=== THE PROBLEM ===
Could you rescale the stretch from the line containing "Excuse me — can you help locate the truck" through the end of the records, both ends included, and give only those lines again, requests included? Multiply every bounding-box coordinate in the answers by 2.55 and round to whole numbers, with halves rounding up.

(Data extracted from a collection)
+++
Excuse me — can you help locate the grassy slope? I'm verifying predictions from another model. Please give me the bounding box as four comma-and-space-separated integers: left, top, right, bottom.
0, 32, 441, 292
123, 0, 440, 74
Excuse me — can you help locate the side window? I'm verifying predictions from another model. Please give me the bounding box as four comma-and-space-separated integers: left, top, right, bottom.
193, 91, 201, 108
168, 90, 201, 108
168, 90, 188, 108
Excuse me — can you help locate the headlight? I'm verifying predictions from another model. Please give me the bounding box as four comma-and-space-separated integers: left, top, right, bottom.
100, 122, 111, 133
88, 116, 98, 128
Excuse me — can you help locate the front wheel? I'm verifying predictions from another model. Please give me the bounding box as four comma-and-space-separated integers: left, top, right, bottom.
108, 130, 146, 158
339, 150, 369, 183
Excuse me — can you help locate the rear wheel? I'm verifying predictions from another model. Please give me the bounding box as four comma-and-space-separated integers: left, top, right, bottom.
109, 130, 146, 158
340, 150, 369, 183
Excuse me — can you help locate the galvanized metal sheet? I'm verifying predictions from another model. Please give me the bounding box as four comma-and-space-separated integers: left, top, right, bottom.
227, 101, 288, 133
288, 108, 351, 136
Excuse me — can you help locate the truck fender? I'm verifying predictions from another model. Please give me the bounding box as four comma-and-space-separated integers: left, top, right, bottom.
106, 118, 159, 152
+++
=== RESULT OF THE TASK ===
Excuse me — can you help locate the truck fender? I'm verifying predictions from another model. Please give me the bounding box as four comma-and-space-separated integers: left, top, right, bottom.
270, 301, 405, 388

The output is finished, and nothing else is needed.